What needs to be done
The answer must be the full listing, reproduced without any change.

Segment Start: Exercise material

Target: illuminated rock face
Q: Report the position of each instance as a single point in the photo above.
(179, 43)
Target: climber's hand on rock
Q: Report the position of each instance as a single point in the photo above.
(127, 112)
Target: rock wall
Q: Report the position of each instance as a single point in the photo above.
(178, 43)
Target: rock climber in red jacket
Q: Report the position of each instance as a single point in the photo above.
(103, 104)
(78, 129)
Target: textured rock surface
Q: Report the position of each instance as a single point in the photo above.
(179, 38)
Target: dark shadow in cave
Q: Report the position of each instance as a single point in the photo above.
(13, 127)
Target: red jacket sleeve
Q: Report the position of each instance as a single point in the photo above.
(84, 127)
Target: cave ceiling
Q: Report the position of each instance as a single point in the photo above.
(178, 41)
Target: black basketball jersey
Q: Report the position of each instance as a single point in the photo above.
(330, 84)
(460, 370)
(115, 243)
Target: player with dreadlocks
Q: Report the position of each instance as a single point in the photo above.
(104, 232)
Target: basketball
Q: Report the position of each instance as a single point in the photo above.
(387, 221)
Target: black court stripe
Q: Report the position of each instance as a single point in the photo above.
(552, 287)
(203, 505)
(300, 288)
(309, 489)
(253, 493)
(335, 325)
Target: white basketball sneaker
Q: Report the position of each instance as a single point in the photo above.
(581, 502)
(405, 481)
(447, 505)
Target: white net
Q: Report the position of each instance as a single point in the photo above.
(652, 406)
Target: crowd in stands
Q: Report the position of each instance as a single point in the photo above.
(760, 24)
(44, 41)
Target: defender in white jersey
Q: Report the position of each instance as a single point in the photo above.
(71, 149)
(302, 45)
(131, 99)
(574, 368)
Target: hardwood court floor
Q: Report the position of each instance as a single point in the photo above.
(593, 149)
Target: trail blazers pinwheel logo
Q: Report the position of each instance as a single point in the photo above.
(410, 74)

Segment End: Exercise material

Finished exercise
Target: illuminated rock face
Q: Report the position of each instance as a single point in the photo above.
(179, 43)
Target: climber's hand on rock
Q: Report the position of each instance as a single point in the photo above.
(127, 112)
Target: rock wall
Q: Report the position of each instance as a single point in the photo above.
(178, 43)
Target: rock climber in red jacket
Q: Report the position of each instance as a single point in the photo above.
(103, 104)
(78, 129)
Target: textured rock surface
Q: Report the position of each instance as a single point in the photo above.
(179, 38)
Target: dark shadow in cave
Q: Report the position of each instance as a single point in the photo above.
(13, 127)
Target: red jacket sleeve
Q: Report the position of each instance as a single point in the photo above.
(84, 127)
Target: cave ceiling
Q: Report the position of each instance as a single point in the photo above.
(178, 41)
Target: black basketball jersey
Q: Report the position of each instance as a single point in the photo above.
(330, 84)
(460, 370)
(115, 243)
Target: player with dreadlocks
Q: Report the position of each instance as a single point in the photo above.
(104, 232)
Target: basketball
Q: Report the position of each instance as a single point in the photo above.
(387, 221)
Target: black court stripe
Q: Report the position of each instance as a single point in the photo above.
(552, 287)
(203, 505)
(300, 288)
(309, 489)
(253, 493)
(335, 325)
Target: white basketball sneaker
Q: Report the position of each instance as a single point in the photo above.
(581, 502)
(405, 481)
(447, 505)
Target: white net
Q: Report the position of each instance as a single point in the photo above.
(652, 406)
Target: crowd in stands
Q: Report the position of each instance as a single point in the photo above.
(760, 24)
(44, 41)
Target: defender in white jersey
Q: Report the position of each instance as a single point in the photo above.
(71, 149)
(302, 45)
(131, 99)
(574, 368)
Target: hardwood court floor
Q: Report the position of each instance as a single point in the photo above.
(593, 149)
Target: trail blazers pinwheel logo
Q: Report the position of each instance as a single point in the photo above.
(410, 74)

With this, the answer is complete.